WORK TO COMPLETE >>
Please keep the images out and set down the data exactly as given.

(STUDY MATERIAL begins)

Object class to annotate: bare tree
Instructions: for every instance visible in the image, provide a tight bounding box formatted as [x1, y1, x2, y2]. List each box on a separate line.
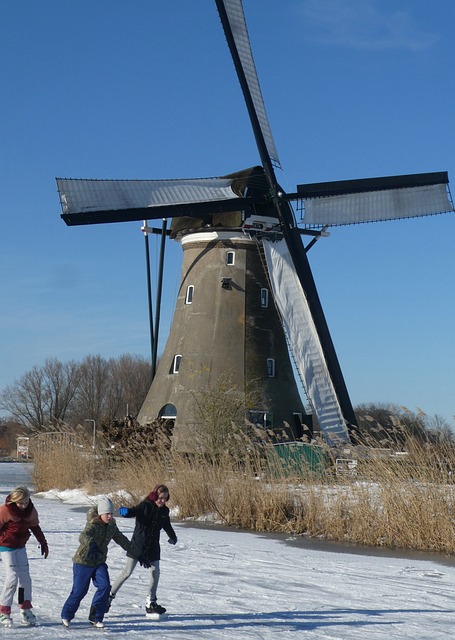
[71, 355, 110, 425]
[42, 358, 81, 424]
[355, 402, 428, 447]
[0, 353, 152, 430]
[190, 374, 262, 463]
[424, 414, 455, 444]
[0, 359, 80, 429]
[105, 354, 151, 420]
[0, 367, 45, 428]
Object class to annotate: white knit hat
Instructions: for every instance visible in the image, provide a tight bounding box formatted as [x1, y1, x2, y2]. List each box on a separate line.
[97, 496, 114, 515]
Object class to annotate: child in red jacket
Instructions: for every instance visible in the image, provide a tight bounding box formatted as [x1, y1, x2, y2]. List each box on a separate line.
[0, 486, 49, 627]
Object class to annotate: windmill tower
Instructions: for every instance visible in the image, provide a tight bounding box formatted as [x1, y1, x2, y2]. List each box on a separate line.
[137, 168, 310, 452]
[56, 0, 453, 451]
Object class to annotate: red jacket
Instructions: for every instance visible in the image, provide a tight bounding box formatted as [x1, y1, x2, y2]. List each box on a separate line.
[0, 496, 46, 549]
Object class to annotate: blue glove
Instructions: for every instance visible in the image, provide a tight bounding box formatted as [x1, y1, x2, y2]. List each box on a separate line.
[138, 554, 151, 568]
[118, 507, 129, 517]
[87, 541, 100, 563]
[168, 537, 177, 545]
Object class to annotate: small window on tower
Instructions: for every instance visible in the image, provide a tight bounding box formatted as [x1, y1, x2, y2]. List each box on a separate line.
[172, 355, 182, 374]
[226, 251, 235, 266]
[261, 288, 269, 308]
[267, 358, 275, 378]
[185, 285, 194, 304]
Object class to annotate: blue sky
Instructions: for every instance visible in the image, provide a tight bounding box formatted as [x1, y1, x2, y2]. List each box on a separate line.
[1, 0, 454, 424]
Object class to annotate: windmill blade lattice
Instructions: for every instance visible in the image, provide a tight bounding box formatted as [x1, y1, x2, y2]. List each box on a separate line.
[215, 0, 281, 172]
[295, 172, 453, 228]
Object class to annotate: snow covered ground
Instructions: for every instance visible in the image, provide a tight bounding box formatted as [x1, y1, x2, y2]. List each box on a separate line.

(STUDY MATERIAL ends)

ANSWER SPACE >>
Object class to annotate: bare tree
Instructions: for every instance visible in the image, provide a tight bounding box formatted as [x1, y1, x2, y2]. List each box on a separate line.
[71, 355, 110, 425]
[42, 358, 81, 424]
[355, 402, 428, 447]
[0, 353, 152, 430]
[190, 374, 262, 463]
[424, 414, 455, 444]
[0, 359, 80, 429]
[105, 354, 151, 420]
[0, 367, 45, 428]
Object class to annotate: white knit hat
Instructions: for every instance visible in the image, provide a tight bounding box formatted as [x1, y1, x2, y2]. List each box on a separate line.
[97, 496, 114, 515]
Object class to annotate: child in red jacket
Instructions: for every instance visible in the image, provide a tight bounding box formatted as [x1, y1, x2, y2]. List each box on a separate line.
[0, 486, 49, 627]
Object class to annotate: windmill tower
Instructions: for every instance visible in the image, provide a tight bounding box formatted as [x1, y1, x2, y2]. List each box on a separate line.
[137, 168, 310, 452]
[56, 0, 453, 451]
Object class to annotate: red jacket
Instructions: for every instance visible in the image, provide a tight bounding box formatted as [x1, y1, x2, y2]. List each box on a separate line.
[0, 496, 46, 549]
Object class to annotate: blue glove
Instructions: for every instance visible in the image, provide a tight bounding box formatted as [x1, y1, x2, y2]. List each box on a separate line.
[138, 554, 151, 568]
[118, 507, 129, 517]
[87, 541, 100, 563]
[168, 537, 177, 545]
Object class to annotate: small window on tower
Instructions: for every instance visible in the image, provide a tight bounding box formatted as [x1, y1, x2, y2]. List each box on a separate line.
[172, 355, 182, 374]
[226, 251, 235, 266]
[261, 288, 269, 308]
[267, 358, 275, 378]
[185, 285, 194, 304]
Object class to annotate: blue sky
Instructions: for every instance visible in the image, provide a tight bounding box formatted as [x1, y1, x2, y2]. List each box on a separate line.
[1, 0, 454, 424]
Object class to annotate: windmill blade lattice
Instructions: for every instance visible in the image, provide a tight bounding box formatted as [x1, y1, x2, y2]. List each box on a separate line.
[215, 0, 281, 172]
[295, 172, 453, 228]
Object class to annotate: snow covered ground
Instructions: for every instance visible in the image, provide a tight bounding box formatted as [x1, y1, x2, y2]. List each box on a separate line.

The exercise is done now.